Ma l’amore per lo sci è troppo grande per finire con la carriera di atleta. Quando le forze fisiche vengono meno, Paolo mette in campo la sua capacità di comunicare al mondo i segreti di uno sport che è stato il senso di una vita. Ecco come affronta la seconda parte della sua esistenza:
“Ho smesso di sciare a 30 anni, senza laurea in medicina e una vaga idea sul da farsi. Ho imboccato la strada del giornalismo grazie ad una proposta di Telemontecarlo, dove ho lavorato dal 1986 al 1993 in qualità di opinionista e produttore di programmi sportivi come “Pianeta neve” e “Pianeta mare”. Dopo 7 anni di prezioso tirocinio presso l’emittente monegasca, lavoro dal ’93 in Rai, prima con Focolari, poi con Gobbo e gli ultimi 4 anni con Davide Labate. Organizzo il Trofeo Lacoste e da 3 anni anche la Coppa Colmar, sempre di Golf, per conto della famiglia Colombo. Per 14 anni ho collaborato con la rivista Sciare, prima di approdare a Sci e al Mondo del Golf. Il mio hobby preferito è proprio il Golf: ho un handicap di 2,7 e lo pratico sin da bambino, a parte il periodo di militanza nella Valanga quando, plagiato dai compagni di squadra, passai per qualche anno al tennis. Da 4 lustri sono legato alla famiglia Colombo, titolari della Colmar e distributori della Lacoste in Italia, amici veri grazie ai quali il lavoro è anche…. divertimento. Da dodici anni, infatti, sono testimonial e consulente del Trofeo Lacoste, un circuito di Golf di grande successo e ambito dai Circoli più prestigiosi della Penisola. Quando vado a sciare indosso esclusivamente capi Colmar, realizzati con i materiali tecnologicamente più avanzati ( tessuti altamente tecnici, elasticizzati, impermeabili e traspiranti, ) prodotti che garantiscono una vestibilità e un microclima corporeo ideali per scorazzare sulle piste in totale comfort. Vi confesso che lo sci che mi diverte di più è il fuori pista, passione coltivata sin da piccolo sulle code di papà. Ma da quando sono arrivati il carving e le sciancrature, i sagomati profili laterali degli sci di nuova concezione, ho riassaporato il piacere di sfrecciare sulle piste alla scoperta di emozionanti pieghe motociclistiche. Nel frattempo sono arrivate sulla porta di casa le Olimpiadi di Torino, treno di sola andata e preso al volo a traino dell’amica d’infanzia Evelina Christillin, vice presidente vicario del comitato organizzatore e autentico ciclone della fase di candidatura. Nelle file del TOROC ho collaborato nell’ambito della comunicazione occupandomi principalmente di sport production, concernente l’intrattenimento prima, durante e dopo le gare di tutti gli sport”.

-*-*-

**Compiti da svolgere**
1. Rispondi a queste domande sul brano su Paolo:
(a) Per quale emittente ha lavorato Paolo dal 1986 al 1993?
(b) Qual è il suo handicap di golf?
(c) Che ruolo aveva Evelina Christillin nel comitato organizzatore delle Olimpiadi di Torino?
2. Prosegui il brano su Paolo partendo da dopo la sua ultima frase.
Le righe che vengono dopo sono materiale a sé, senza legame con il brano su Paolo.

**Dati riportati**

-*-*-

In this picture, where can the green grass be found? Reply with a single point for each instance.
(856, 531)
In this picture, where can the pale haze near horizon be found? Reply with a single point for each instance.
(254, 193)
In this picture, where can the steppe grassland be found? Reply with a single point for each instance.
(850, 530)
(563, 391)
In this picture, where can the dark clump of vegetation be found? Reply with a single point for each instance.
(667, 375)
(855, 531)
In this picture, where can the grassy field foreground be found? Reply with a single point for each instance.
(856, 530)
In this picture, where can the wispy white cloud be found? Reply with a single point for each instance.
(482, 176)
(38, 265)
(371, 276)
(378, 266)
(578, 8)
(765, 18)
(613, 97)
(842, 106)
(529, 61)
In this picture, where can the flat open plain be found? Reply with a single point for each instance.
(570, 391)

-*-*-

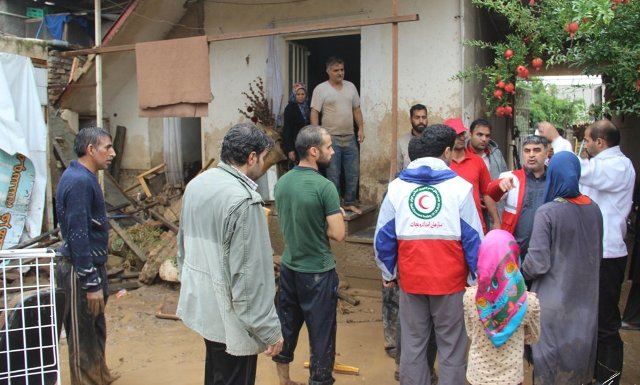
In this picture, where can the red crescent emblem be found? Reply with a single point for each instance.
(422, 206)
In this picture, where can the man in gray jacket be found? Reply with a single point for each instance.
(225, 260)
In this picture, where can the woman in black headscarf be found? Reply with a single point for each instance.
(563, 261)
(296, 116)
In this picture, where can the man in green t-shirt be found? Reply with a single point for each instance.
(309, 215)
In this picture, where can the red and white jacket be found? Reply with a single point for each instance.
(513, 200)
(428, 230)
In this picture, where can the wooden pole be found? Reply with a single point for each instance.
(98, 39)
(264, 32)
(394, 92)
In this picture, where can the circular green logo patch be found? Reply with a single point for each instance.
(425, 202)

-*-*-

**Risposte ai compiti**
1.
(a) Telemontecarlo.
(b) 2,7.
(c) Era vice presidente vicario del comitato organizzatore.

2.
Ascoltarlo durante le telecronache su RAI SPORT è un grande piacere, perché in lui si assemblano e si coniugano armoniosamente l’eleganza comunicativa e l’infinita esperienza di chi i campi da sci li ha vissuti. Il suo commento denota fine determinazione e una grossa professionalità, che ne fanno uno dei giornalisti sportivi più amati e apprezzati.